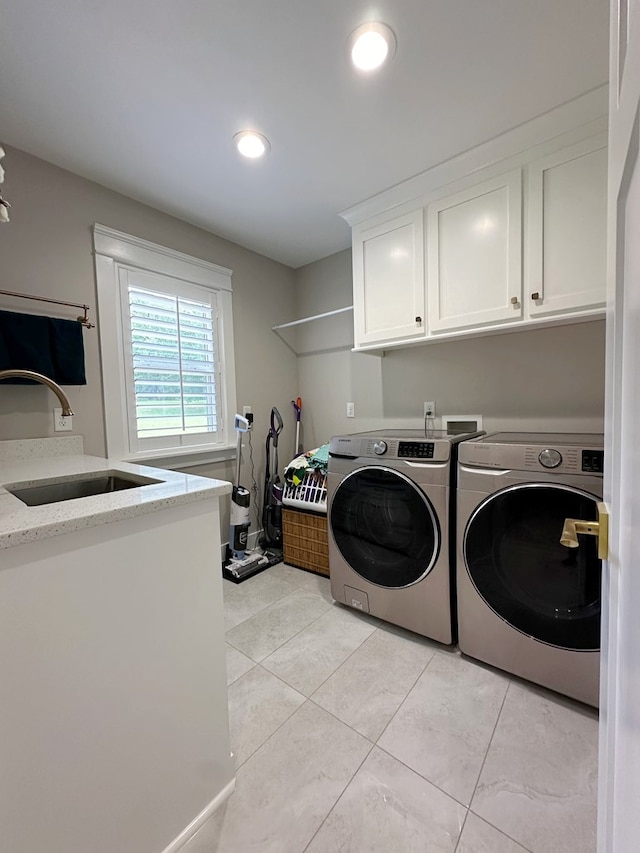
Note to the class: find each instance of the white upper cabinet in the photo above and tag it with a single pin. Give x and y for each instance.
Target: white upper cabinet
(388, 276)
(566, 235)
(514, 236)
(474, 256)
■ ■ ■ ■ ■ ■ ■
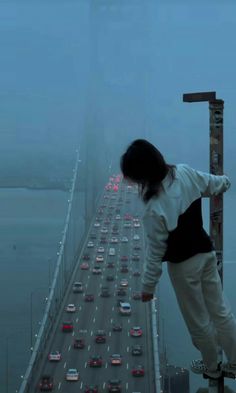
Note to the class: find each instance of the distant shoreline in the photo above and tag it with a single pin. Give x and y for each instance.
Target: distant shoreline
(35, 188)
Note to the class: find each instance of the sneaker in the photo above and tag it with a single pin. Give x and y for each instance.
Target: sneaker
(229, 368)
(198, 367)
■ ■ ■ ■ ■ ■ ■
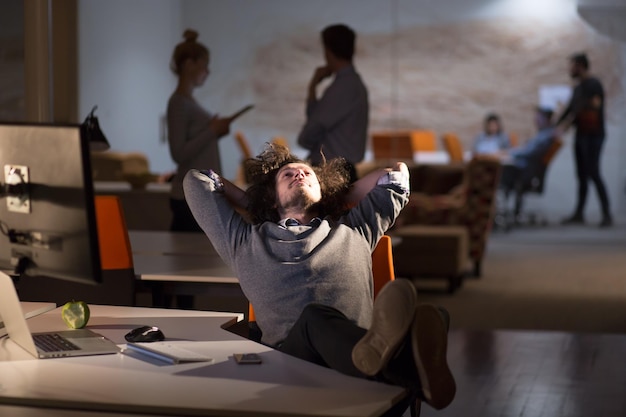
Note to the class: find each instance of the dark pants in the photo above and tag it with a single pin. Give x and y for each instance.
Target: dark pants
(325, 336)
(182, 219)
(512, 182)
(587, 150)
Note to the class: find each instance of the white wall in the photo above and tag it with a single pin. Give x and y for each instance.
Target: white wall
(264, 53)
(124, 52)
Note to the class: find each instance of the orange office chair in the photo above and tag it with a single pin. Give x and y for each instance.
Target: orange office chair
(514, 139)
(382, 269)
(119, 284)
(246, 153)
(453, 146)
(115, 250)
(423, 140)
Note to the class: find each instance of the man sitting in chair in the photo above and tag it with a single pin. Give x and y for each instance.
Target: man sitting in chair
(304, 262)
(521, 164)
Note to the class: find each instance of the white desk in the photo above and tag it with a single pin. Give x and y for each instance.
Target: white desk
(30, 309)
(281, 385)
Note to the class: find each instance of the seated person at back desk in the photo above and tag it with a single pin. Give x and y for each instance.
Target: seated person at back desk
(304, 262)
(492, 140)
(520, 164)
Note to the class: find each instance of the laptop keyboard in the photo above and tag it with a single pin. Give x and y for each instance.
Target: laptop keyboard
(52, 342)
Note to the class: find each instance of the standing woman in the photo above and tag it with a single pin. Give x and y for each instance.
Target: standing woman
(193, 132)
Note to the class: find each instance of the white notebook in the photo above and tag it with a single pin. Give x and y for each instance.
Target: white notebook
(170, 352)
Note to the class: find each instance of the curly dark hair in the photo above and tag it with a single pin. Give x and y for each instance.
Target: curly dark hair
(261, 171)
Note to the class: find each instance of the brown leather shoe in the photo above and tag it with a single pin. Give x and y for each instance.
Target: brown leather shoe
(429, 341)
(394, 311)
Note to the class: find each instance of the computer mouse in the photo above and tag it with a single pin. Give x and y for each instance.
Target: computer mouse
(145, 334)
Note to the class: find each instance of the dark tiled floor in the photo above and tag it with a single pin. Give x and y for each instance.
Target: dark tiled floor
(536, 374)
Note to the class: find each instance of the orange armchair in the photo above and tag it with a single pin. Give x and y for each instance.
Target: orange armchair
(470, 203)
■ ■ ■ ■ ■ ■ ■
### Challenge
Count the lines above that contain the word "brown", and reply with that number alone.

### Result
2